**Description of the task:** Retype, without alteration, each line from the line containing "column 231, row 126" to the final line of the records.

**Dataset excerpts:**
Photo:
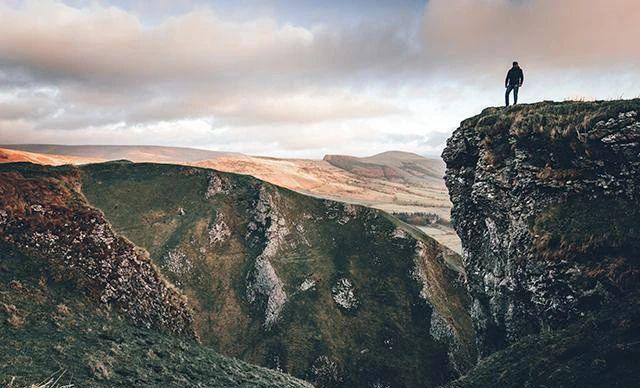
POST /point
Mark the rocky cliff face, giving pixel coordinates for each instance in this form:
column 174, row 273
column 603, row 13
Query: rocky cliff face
column 337, row 294
column 44, row 215
column 546, row 204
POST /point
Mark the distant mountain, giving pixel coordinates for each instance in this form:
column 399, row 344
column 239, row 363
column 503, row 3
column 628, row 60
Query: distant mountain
column 392, row 181
column 337, row 294
column 134, row 153
column 11, row 156
column 82, row 306
column 396, row 166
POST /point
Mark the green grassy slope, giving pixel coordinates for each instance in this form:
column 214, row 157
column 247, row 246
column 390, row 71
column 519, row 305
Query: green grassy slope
column 337, row 294
column 50, row 330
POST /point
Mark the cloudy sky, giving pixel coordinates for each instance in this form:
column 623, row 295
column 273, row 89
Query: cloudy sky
column 297, row 78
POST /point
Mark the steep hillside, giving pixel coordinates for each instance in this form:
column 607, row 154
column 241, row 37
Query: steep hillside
column 134, row 153
column 546, row 204
column 423, row 190
column 338, row 294
column 81, row 306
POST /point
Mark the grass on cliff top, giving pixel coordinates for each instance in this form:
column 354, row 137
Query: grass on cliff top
column 50, row 331
column 558, row 128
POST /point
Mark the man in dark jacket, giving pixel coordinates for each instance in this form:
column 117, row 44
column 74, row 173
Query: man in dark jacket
column 514, row 80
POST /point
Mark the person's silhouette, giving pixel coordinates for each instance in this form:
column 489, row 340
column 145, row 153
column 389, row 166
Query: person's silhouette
column 515, row 79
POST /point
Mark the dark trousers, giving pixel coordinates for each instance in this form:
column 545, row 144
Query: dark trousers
column 515, row 94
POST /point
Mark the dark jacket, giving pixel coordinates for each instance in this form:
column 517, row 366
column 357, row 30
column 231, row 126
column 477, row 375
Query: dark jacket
column 515, row 77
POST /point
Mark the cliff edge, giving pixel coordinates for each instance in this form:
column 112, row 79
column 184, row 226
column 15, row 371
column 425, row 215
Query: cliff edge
column 545, row 200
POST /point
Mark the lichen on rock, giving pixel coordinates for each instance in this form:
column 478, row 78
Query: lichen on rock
column 343, row 293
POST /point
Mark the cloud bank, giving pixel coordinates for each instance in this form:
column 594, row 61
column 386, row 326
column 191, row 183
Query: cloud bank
column 101, row 74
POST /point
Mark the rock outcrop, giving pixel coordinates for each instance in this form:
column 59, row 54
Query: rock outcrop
column 44, row 215
column 546, row 203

**Exercise solution:**
column 231, row 126
column 477, row 375
Query: dark jacket
column 515, row 77
POST /point
Mark the cliff edge, giving pixel coordinates for each instance in this form:
column 112, row 79
column 184, row 226
column 15, row 371
column 425, row 215
Query: cliff edge
column 545, row 200
POST /point
Mark the lichen on rock, giving pixel coordinates for each instance in this form:
column 478, row 78
Query: lichen on rock
column 343, row 293
POST /point
Mark the cloud bank, giving pixel coordinates for each instance in this form:
column 594, row 61
column 386, row 326
column 191, row 183
Query: cloud bank
column 101, row 74
POST /point
Mark the rock outcrop, giving pixel coordinates for each instance in this form:
column 59, row 54
Query: rock outcrop
column 44, row 215
column 546, row 203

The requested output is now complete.